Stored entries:
--------------------------------------------------

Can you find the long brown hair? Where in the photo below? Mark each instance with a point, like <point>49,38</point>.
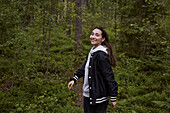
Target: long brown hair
<point>108,45</point>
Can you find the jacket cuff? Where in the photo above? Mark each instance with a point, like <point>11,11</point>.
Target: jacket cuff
<point>113,99</point>
<point>75,78</point>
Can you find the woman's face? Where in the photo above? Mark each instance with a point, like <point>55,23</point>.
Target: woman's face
<point>96,37</point>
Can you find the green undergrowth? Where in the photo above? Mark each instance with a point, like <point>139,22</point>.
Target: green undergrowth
<point>38,95</point>
<point>141,91</point>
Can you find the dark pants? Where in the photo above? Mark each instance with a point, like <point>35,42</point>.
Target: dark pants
<point>98,108</point>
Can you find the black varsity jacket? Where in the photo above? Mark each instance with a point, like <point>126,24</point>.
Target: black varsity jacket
<point>100,77</point>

--------------------------------------------------

- _What you should do_
Recast every line of the records above as a Markdown table with the columns Row and Line, skipping any blank lines. Leave the pictures out of the answer.

- _Complete output_
| Row | Line |
|---|---|
| 1 | Can you find the long brown hair? Where in the photo below? Mark each instance with a point, like <point>49,38</point>. |
| 2 | Target: long brown hair |
| 3 | <point>108,45</point> |
| 4 | Can you find the jacket cuff? Where in the photo above? Mark each instance with a point, like <point>11,11</point>. |
| 5 | Target: jacket cuff |
| 6 | <point>113,99</point> |
| 7 | <point>75,78</point> |
| 8 | Can you find the woman's face? Where in the photo above? Mark each instance with a point, like <point>55,23</point>. |
| 9 | Target: woman's face |
| 10 | <point>96,37</point> |
| 11 | Can you find the green undergrowth? Where in the photo above? Mark each instance with a point, like <point>139,22</point>. |
| 12 | Target: green undergrowth |
| 13 | <point>38,95</point> |
| 14 | <point>141,91</point> |
| 15 | Can you find the dark pants? Where in the photo above? Mark each instance with a point, like <point>35,42</point>. |
| 16 | Target: dark pants |
| 17 | <point>98,108</point> |
| 18 | Can you find the black varsity jacket? Where in the photo above? Mark each instance with a point, like <point>126,24</point>. |
| 19 | Target: black varsity jacket |
| 20 | <point>100,77</point> |